Text —
##########
It’s what Richard Louv, author of “Last Child in the Woods”, and “The Nature Principle” , refers to as the therapeutic agent we call Nature. It’s a clever idea, as is his diagnosis of “Nature-deficit Disorder” which he claims is widespread in our urbanised societies.

He writes about how exposure to nature is healing and mentions that in Japan “Forest Medicine” and “Forest Bathing” are becoming recognised medical treatments.

He even has his own definition of nature – ” human beings exist in nature anywhere they experience meaningful kinship with other species”

A 2008 study published in American Journal of Preventive Medicine found that the greener the neighborhood, the lower the body mass index of children. “Our new study of over 3,800 inner-city children revealed that living in areas with green space has a long-term positive impact on children’s weight and thus health,” according to senior author Gilbert C. Liu, MD

And….
##########
Data listing —
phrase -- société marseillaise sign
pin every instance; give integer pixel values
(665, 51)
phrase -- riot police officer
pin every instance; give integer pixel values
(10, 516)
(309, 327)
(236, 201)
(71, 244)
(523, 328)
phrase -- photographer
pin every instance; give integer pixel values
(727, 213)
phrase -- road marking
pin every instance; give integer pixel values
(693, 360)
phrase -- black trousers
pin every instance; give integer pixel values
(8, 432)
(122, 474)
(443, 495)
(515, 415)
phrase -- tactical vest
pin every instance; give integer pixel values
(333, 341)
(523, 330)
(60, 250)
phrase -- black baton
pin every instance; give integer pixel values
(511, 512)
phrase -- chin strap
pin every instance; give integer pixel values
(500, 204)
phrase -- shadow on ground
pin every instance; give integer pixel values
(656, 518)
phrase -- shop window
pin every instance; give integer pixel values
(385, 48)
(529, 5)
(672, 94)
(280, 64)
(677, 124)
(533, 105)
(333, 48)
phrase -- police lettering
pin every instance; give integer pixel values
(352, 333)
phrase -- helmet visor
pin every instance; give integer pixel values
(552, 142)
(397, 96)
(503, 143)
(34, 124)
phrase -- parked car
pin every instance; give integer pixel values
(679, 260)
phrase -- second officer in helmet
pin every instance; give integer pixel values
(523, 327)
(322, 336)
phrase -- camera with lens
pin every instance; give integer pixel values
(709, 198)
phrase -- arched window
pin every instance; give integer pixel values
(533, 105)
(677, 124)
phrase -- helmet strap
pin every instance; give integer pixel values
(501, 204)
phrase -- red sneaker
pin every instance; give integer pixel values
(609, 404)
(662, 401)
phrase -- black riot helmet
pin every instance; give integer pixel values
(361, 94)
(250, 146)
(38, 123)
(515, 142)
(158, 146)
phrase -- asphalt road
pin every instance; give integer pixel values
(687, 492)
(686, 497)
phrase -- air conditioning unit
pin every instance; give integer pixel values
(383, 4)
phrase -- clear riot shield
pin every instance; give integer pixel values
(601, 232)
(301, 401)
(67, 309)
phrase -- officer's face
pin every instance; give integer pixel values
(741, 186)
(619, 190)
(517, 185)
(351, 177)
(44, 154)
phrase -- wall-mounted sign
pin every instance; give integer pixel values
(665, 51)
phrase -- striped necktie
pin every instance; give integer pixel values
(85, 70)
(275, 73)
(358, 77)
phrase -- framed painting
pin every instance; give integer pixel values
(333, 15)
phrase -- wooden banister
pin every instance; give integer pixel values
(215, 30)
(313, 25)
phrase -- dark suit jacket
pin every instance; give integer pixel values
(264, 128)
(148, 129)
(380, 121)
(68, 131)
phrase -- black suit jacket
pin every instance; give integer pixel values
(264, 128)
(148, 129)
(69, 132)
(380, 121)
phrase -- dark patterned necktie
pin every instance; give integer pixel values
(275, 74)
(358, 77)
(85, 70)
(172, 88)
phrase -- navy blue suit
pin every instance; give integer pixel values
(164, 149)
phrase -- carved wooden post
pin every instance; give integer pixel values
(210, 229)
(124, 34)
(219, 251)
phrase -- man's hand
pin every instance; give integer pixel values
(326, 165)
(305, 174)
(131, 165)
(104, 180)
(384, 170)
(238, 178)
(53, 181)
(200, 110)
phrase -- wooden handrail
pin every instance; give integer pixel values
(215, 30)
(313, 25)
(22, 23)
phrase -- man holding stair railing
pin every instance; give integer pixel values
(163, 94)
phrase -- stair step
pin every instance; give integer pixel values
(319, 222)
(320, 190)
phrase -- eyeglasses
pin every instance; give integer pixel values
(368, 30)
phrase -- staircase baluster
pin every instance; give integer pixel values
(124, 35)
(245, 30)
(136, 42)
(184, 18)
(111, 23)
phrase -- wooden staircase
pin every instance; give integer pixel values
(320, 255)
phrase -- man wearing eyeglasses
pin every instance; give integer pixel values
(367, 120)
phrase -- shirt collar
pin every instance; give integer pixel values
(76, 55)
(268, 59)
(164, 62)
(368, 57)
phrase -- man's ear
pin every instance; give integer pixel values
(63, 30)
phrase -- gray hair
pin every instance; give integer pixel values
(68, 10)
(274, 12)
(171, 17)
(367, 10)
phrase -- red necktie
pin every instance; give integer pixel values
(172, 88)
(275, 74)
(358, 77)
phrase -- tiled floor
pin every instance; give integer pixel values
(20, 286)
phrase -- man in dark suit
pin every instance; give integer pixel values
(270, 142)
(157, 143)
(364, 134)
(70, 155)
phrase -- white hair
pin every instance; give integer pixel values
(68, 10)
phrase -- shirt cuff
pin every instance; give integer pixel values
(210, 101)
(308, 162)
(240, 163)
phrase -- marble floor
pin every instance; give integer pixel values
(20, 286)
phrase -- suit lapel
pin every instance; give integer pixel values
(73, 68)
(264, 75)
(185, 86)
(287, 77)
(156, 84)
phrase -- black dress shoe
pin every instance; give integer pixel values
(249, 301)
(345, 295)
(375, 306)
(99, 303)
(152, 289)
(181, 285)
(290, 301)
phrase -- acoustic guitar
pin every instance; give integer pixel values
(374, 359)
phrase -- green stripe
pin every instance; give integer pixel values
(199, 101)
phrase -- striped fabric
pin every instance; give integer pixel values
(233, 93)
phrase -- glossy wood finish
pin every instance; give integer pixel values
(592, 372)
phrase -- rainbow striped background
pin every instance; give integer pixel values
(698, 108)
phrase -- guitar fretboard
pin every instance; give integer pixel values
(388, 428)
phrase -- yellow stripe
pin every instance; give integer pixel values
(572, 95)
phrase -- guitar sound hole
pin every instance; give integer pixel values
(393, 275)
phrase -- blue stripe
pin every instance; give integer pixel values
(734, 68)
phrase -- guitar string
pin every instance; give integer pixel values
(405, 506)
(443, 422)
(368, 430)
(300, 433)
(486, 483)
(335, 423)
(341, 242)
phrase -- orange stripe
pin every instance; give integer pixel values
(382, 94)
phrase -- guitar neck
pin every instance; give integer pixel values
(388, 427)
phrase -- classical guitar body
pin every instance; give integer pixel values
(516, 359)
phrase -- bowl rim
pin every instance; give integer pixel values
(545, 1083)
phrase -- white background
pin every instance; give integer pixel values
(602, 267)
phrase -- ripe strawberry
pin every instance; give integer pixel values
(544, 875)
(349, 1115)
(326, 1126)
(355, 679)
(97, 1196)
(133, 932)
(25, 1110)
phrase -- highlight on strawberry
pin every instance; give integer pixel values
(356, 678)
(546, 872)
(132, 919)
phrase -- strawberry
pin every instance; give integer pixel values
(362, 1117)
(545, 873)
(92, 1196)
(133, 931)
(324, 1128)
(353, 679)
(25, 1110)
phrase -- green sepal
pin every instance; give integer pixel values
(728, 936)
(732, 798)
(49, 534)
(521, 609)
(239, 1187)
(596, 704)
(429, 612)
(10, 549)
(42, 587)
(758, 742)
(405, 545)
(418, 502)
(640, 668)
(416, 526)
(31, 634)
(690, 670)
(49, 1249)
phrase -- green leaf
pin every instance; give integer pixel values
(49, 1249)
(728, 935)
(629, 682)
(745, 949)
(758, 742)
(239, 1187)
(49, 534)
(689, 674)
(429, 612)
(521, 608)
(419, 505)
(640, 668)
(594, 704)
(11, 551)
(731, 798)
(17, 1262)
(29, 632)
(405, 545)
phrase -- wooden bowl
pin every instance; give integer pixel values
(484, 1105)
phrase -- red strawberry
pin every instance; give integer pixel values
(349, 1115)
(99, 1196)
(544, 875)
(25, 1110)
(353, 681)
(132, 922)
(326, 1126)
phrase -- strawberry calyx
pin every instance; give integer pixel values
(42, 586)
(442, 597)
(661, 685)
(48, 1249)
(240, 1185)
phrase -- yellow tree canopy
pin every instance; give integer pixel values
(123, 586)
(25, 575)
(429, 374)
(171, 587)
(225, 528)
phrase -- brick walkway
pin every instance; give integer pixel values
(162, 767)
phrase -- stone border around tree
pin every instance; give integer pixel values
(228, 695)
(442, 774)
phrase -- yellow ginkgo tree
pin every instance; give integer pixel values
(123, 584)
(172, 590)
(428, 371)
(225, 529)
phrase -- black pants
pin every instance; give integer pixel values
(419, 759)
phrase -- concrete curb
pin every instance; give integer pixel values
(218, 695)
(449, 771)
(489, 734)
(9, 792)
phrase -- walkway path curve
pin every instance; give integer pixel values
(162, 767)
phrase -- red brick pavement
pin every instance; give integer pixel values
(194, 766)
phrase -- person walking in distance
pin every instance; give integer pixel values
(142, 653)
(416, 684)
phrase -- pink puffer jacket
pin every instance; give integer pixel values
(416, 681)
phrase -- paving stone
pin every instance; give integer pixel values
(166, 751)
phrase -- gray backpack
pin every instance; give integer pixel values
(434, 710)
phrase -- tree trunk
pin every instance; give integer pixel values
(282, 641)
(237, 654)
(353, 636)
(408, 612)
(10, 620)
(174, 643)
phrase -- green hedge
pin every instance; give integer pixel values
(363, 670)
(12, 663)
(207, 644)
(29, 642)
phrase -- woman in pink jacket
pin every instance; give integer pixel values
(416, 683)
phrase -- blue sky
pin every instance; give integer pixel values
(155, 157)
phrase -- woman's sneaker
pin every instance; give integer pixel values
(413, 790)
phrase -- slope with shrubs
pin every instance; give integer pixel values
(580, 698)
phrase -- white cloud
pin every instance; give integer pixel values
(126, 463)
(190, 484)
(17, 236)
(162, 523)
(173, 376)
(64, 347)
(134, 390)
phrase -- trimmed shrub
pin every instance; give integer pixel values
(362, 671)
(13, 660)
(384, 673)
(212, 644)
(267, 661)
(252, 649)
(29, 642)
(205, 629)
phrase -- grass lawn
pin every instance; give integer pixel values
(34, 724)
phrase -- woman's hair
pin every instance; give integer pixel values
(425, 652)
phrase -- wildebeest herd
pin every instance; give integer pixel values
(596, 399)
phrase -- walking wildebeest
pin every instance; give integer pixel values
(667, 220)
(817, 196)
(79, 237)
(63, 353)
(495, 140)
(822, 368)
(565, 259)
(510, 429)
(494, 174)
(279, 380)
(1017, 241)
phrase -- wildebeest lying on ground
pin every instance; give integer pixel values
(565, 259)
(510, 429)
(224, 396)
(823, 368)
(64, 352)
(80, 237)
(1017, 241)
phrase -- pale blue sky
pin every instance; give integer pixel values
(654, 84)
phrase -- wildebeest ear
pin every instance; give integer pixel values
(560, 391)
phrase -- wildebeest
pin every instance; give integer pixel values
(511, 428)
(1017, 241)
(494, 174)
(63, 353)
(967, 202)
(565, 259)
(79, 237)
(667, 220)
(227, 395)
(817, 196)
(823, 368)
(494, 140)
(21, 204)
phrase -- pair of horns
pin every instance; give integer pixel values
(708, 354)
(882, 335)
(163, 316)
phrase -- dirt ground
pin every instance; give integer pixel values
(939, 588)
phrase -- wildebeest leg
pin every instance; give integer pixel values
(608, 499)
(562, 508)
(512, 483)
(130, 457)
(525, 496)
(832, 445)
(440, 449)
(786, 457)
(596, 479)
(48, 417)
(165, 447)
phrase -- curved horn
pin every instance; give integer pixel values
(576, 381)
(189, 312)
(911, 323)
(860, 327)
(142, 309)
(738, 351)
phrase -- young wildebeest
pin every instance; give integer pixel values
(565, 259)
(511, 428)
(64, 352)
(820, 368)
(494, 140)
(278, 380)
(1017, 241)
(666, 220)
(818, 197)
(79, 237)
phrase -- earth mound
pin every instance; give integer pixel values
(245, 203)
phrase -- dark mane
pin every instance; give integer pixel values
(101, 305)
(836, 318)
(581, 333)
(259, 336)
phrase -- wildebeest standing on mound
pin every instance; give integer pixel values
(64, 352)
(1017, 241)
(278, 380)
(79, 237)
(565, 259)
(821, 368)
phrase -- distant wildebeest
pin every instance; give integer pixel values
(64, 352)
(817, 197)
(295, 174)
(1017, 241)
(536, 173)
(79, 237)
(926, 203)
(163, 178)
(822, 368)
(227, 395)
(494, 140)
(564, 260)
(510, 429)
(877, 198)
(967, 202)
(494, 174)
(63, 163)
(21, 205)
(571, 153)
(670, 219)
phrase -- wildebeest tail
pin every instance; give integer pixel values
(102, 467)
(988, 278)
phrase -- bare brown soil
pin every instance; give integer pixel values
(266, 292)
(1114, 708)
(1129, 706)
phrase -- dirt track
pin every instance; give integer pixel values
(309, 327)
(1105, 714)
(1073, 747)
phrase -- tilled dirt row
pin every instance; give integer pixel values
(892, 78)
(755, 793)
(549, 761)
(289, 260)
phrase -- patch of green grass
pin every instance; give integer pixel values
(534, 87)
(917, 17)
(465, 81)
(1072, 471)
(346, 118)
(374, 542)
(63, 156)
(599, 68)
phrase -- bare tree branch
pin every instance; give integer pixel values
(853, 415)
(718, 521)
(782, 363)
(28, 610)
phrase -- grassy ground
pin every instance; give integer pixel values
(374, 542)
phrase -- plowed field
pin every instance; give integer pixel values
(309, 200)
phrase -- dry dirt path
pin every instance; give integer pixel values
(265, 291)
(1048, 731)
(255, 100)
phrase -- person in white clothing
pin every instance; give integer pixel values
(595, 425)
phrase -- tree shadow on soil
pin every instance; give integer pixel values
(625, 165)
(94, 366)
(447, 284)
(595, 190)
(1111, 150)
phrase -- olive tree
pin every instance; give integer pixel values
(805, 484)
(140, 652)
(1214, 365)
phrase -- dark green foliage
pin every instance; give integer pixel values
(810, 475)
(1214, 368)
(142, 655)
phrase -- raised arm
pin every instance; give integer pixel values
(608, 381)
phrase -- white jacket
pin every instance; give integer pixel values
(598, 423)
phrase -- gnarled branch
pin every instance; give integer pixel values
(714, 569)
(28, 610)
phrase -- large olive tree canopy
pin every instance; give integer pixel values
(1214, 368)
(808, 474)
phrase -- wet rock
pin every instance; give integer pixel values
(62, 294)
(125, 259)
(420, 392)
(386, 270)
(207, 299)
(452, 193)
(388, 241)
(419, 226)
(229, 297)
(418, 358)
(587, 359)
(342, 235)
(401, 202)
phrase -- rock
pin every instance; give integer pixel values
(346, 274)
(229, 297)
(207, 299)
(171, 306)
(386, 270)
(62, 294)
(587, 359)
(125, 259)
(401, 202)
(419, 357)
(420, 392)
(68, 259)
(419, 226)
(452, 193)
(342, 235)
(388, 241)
##########
Your goal —
Write out the stretch of the nature-and-health passage from "It’s what Richard" through "our urbanised societies." without changing any wording.

Solution to the exercise —
It’s what Richard Louv, author of “Last Child in the Woods”, and “The Nature Principle” , refers to as the therapeutic agent we call Nature. It’s a clever idea, as is his diagnosis of “Nature-deficit Disorder” which he claims is widespread in our urbanised societies.